RECORD EXCERPTS section start

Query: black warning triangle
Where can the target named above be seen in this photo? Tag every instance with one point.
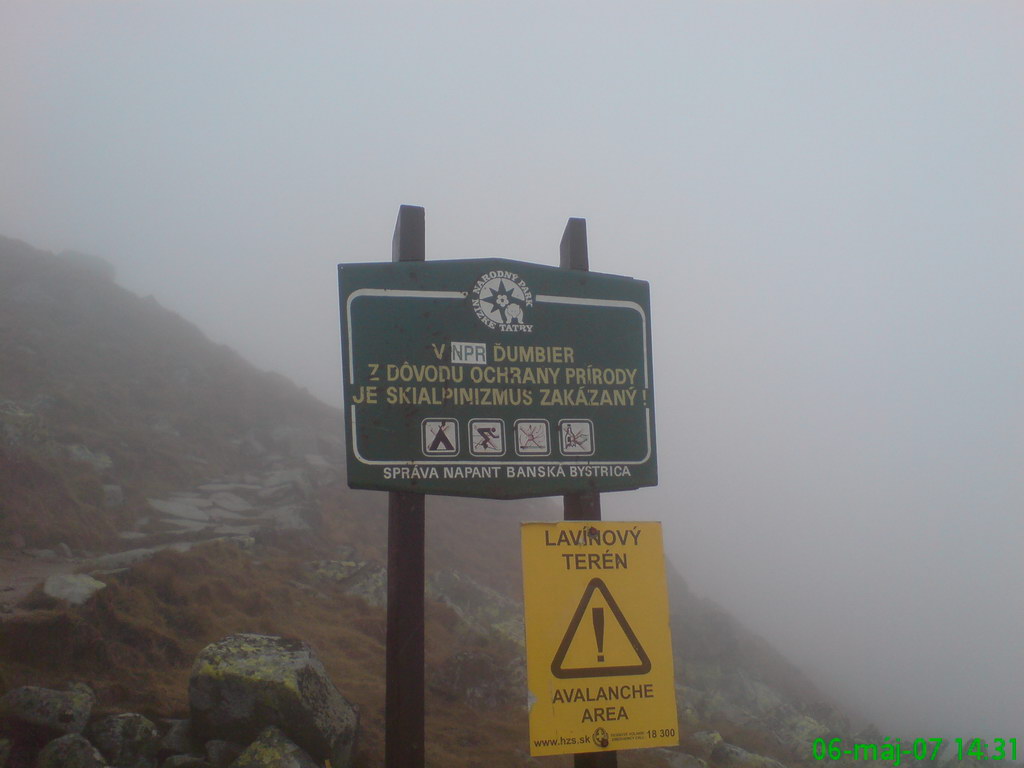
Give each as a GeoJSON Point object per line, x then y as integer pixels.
{"type": "Point", "coordinates": [557, 663]}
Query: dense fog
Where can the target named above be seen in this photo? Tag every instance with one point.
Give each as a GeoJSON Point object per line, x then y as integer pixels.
{"type": "Point", "coordinates": [826, 199]}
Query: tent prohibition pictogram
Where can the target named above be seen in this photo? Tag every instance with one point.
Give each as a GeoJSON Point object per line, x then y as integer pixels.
{"type": "Point", "coordinates": [642, 660]}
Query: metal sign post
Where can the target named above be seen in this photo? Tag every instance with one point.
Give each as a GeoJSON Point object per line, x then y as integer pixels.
{"type": "Point", "coordinates": [493, 379]}
{"type": "Point", "coordinates": [572, 254]}
{"type": "Point", "coordinates": [403, 704]}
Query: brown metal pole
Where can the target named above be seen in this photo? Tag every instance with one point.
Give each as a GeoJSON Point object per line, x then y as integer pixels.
{"type": "Point", "coordinates": [403, 705]}
{"type": "Point", "coordinates": [572, 255]}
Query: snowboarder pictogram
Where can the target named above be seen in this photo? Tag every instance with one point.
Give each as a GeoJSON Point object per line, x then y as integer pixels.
{"type": "Point", "coordinates": [486, 436]}
{"type": "Point", "coordinates": [531, 437]}
{"type": "Point", "coordinates": [577, 436]}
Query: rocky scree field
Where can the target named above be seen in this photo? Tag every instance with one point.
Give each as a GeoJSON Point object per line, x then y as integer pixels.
{"type": "Point", "coordinates": [159, 497]}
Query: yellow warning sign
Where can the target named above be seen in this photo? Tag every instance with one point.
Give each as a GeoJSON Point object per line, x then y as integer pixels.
{"type": "Point", "coordinates": [598, 647]}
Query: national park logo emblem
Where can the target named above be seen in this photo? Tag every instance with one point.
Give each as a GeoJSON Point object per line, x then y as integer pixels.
{"type": "Point", "coordinates": [501, 300]}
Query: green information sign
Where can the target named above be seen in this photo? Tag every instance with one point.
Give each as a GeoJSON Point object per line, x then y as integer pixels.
{"type": "Point", "coordinates": [496, 379]}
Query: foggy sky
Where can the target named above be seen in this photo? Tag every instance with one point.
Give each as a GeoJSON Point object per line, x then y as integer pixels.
{"type": "Point", "coordinates": [826, 198]}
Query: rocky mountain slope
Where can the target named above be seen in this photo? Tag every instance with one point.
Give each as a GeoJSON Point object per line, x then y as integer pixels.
{"type": "Point", "coordinates": [159, 494]}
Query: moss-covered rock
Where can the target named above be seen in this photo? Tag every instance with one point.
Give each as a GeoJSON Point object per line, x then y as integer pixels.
{"type": "Point", "coordinates": [46, 713]}
{"type": "Point", "coordinates": [273, 750]}
{"type": "Point", "coordinates": [245, 683]}
{"type": "Point", "coordinates": [126, 740]}
{"type": "Point", "coordinates": [72, 751]}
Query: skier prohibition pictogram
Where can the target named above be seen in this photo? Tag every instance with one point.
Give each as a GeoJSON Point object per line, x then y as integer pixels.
{"type": "Point", "coordinates": [440, 436]}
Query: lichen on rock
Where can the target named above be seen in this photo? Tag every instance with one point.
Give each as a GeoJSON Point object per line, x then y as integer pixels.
{"type": "Point", "coordinates": [245, 683]}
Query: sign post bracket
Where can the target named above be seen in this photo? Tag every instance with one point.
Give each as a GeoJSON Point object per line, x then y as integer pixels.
{"type": "Point", "coordinates": [584, 506]}
{"type": "Point", "coordinates": [403, 706]}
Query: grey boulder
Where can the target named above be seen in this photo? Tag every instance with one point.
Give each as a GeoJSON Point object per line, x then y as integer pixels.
{"type": "Point", "coordinates": [245, 683]}
{"type": "Point", "coordinates": [273, 750]}
{"type": "Point", "coordinates": [46, 712]}
{"type": "Point", "coordinates": [72, 751]}
{"type": "Point", "coordinates": [127, 740]}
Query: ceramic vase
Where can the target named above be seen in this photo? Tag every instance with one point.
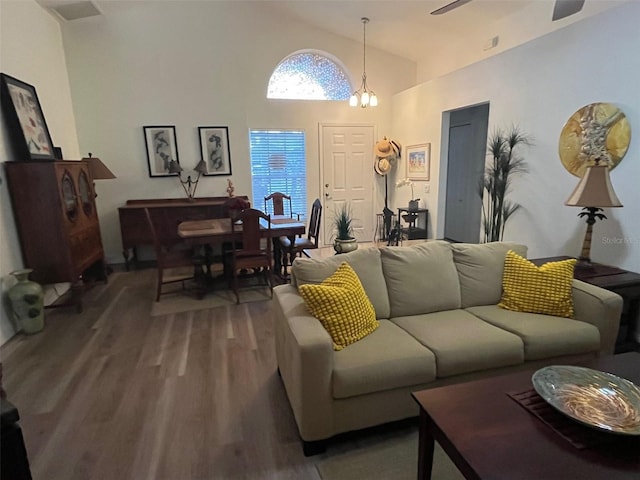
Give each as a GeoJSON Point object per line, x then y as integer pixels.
{"type": "Point", "coordinates": [345, 246]}
{"type": "Point", "coordinates": [27, 302]}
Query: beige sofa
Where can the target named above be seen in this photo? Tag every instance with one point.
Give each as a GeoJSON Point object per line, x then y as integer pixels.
{"type": "Point", "coordinates": [439, 324]}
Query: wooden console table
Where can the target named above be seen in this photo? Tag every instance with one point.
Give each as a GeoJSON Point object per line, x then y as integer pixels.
{"type": "Point", "coordinates": [133, 223]}
{"type": "Point", "coordinates": [624, 283]}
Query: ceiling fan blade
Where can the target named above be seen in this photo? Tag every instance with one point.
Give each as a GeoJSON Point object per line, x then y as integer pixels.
{"type": "Point", "coordinates": [564, 8]}
{"type": "Point", "coordinates": [450, 6]}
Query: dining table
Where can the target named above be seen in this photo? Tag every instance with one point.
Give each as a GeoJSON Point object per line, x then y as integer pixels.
{"type": "Point", "coordinates": [216, 231]}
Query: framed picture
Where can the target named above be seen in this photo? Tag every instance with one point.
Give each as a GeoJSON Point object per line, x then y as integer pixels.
{"type": "Point", "coordinates": [25, 121]}
{"type": "Point", "coordinates": [418, 161]}
{"type": "Point", "coordinates": [161, 149]}
{"type": "Point", "coordinates": [214, 147]}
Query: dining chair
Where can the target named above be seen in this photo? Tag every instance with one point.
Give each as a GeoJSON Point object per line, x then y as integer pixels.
{"type": "Point", "coordinates": [278, 201]}
{"type": "Point", "coordinates": [252, 249]}
{"type": "Point", "coordinates": [171, 252]}
{"type": "Point", "coordinates": [300, 244]}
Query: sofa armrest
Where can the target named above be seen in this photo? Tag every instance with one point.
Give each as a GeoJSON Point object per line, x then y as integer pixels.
{"type": "Point", "coordinates": [601, 308]}
{"type": "Point", "coordinates": [304, 352]}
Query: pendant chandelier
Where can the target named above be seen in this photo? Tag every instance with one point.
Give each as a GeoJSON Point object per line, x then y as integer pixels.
{"type": "Point", "coordinates": [364, 96]}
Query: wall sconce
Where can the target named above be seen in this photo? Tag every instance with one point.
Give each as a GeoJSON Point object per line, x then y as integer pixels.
{"type": "Point", "coordinates": [98, 170]}
{"type": "Point", "coordinates": [188, 185]}
{"type": "Point", "coordinates": [594, 192]}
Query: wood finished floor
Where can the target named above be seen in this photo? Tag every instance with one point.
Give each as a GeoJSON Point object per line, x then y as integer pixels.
{"type": "Point", "coordinates": [113, 393]}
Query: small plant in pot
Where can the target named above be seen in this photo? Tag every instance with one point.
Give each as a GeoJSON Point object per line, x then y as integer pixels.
{"type": "Point", "coordinates": [344, 240]}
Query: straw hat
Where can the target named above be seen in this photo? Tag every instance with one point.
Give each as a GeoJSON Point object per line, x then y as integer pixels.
{"type": "Point", "coordinates": [383, 148]}
{"type": "Point", "coordinates": [382, 166]}
{"type": "Point", "coordinates": [397, 148]}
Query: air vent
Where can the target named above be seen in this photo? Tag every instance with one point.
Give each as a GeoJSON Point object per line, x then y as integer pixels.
{"type": "Point", "coordinates": [75, 11]}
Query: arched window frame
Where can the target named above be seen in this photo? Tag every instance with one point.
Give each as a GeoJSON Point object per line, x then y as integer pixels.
{"type": "Point", "coordinates": [330, 58]}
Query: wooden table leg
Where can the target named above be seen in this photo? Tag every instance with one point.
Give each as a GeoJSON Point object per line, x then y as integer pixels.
{"type": "Point", "coordinates": [277, 256]}
{"type": "Point", "coordinates": [426, 447]}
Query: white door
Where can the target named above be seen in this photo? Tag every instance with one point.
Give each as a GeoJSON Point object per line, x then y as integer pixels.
{"type": "Point", "coordinates": [347, 177]}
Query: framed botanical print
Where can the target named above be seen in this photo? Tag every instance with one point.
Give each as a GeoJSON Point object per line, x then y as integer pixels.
{"type": "Point", "coordinates": [418, 159]}
{"type": "Point", "coordinates": [28, 130]}
{"type": "Point", "coordinates": [161, 149]}
{"type": "Point", "coordinates": [215, 151]}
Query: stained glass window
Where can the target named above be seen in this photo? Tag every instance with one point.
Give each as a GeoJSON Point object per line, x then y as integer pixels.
{"type": "Point", "coordinates": [309, 76]}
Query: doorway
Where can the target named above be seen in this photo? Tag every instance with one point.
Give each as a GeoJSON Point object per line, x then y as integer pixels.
{"type": "Point", "coordinates": [347, 177]}
{"type": "Point", "coordinates": [465, 165]}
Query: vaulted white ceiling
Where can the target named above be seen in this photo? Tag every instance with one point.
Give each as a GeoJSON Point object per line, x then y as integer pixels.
{"type": "Point", "coordinates": [437, 43]}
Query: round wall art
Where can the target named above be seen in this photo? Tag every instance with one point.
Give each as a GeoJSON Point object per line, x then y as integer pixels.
{"type": "Point", "coordinates": [596, 131]}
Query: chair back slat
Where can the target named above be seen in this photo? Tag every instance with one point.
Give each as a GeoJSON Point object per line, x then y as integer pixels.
{"type": "Point", "coordinates": [277, 200]}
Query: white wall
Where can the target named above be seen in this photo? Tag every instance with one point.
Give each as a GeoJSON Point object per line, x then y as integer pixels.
{"type": "Point", "coordinates": [538, 86]}
{"type": "Point", "coordinates": [193, 64]}
{"type": "Point", "coordinates": [30, 50]}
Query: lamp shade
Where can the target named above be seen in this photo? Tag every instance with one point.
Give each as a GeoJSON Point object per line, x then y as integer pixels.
{"type": "Point", "coordinates": [594, 189]}
{"type": "Point", "coordinates": [99, 171]}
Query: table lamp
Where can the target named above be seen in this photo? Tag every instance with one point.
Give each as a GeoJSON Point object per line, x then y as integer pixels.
{"type": "Point", "coordinates": [594, 192]}
{"type": "Point", "coordinates": [98, 170]}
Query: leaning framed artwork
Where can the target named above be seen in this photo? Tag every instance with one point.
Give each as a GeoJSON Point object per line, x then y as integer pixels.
{"type": "Point", "coordinates": [162, 148]}
{"type": "Point", "coordinates": [27, 128]}
{"type": "Point", "coordinates": [418, 161]}
{"type": "Point", "coordinates": [215, 151]}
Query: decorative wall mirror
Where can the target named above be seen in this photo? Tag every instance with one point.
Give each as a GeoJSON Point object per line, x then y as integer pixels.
{"type": "Point", "coordinates": [85, 194]}
{"type": "Point", "coordinates": [69, 196]}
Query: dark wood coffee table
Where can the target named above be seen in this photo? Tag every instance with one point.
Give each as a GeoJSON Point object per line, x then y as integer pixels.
{"type": "Point", "coordinates": [488, 435]}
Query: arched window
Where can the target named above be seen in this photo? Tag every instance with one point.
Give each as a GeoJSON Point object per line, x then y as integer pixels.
{"type": "Point", "coordinates": [309, 75]}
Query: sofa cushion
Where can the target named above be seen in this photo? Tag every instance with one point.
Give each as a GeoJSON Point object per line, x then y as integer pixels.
{"type": "Point", "coordinates": [544, 336]}
{"type": "Point", "coordinates": [480, 268]}
{"type": "Point", "coordinates": [388, 358]}
{"type": "Point", "coordinates": [463, 343]}
{"type": "Point", "coordinates": [529, 288]}
{"type": "Point", "coordinates": [342, 307]}
{"type": "Point", "coordinates": [420, 278]}
{"type": "Point", "coordinates": [365, 262]}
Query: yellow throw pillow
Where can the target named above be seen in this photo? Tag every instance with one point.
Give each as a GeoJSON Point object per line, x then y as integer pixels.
{"type": "Point", "coordinates": [342, 306]}
{"type": "Point", "coordinates": [545, 289]}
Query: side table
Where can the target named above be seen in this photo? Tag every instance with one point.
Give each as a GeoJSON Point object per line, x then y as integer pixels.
{"type": "Point", "coordinates": [624, 283]}
{"type": "Point", "coordinates": [413, 223]}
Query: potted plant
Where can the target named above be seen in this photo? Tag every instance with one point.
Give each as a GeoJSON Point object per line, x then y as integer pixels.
{"type": "Point", "coordinates": [494, 184]}
{"type": "Point", "coordinates": [343, 222]}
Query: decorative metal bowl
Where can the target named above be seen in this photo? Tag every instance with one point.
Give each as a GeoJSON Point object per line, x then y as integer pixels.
{"type": "Point", "coordinates": [594, 398]}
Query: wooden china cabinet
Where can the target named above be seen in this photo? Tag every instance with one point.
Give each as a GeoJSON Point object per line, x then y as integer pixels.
{"type": "Point", "coordinates": [57, 222]}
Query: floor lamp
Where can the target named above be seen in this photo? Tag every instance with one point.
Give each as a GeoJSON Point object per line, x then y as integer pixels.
{"type": "Point", "coordinates": [593, 193]}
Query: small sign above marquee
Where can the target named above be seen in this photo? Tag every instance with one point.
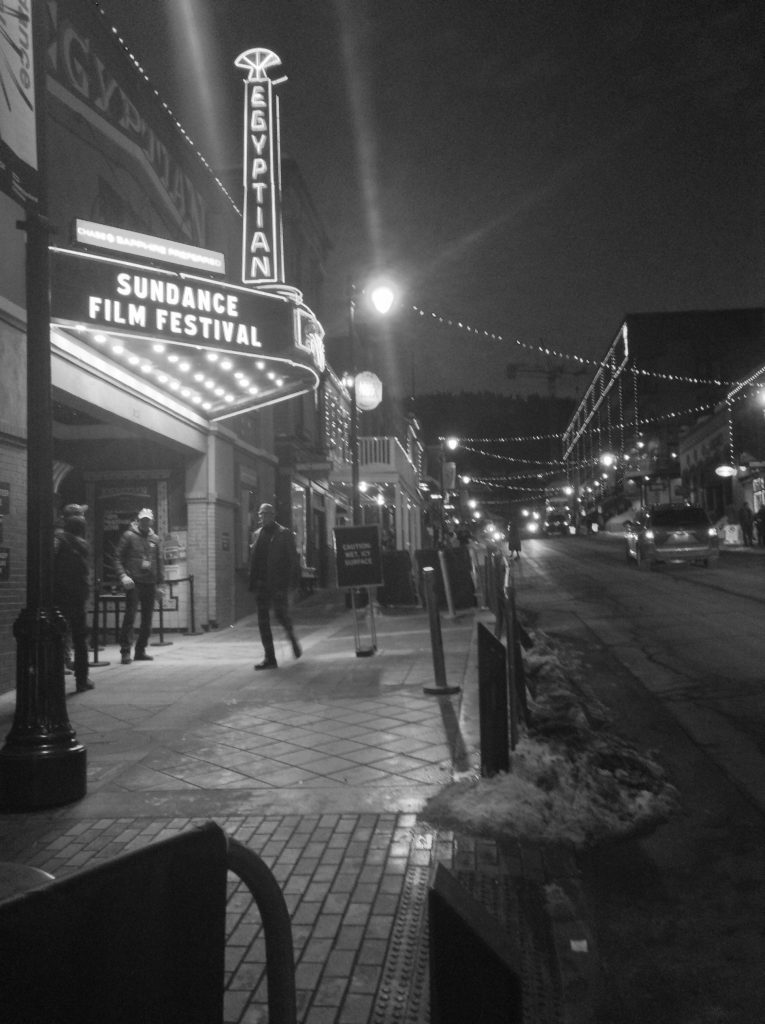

RECORD EXCERPTS section end

◆ ASSIGNMENT:
Begin at the line that has "Query: beige sofa" in the entries above; stop after the line that has "Query: ceiling fan blade". Transcribe exactly those lines and no others.

◆ SOLUTION FOR THIS EXERCISE:
Query: beige sofa
Where can the target named above be seen in this photo? Tag every instance with one point.
Give each as a GeoJSON Point object per line, x then y as integer pixels.
{"type": "Point", "coordinates": [439, 324]}
Query: wooden console table
Where can the target named above be seen in this photo? Tag every instance with one point.
Give each as a GeoJSON Point object per line, x then y as integer pixels.
{"type": "Point", "coordinates": [133, 223]}
{"type": "Point", "coordinates": [624, 283]}
Query: ceiling fan blade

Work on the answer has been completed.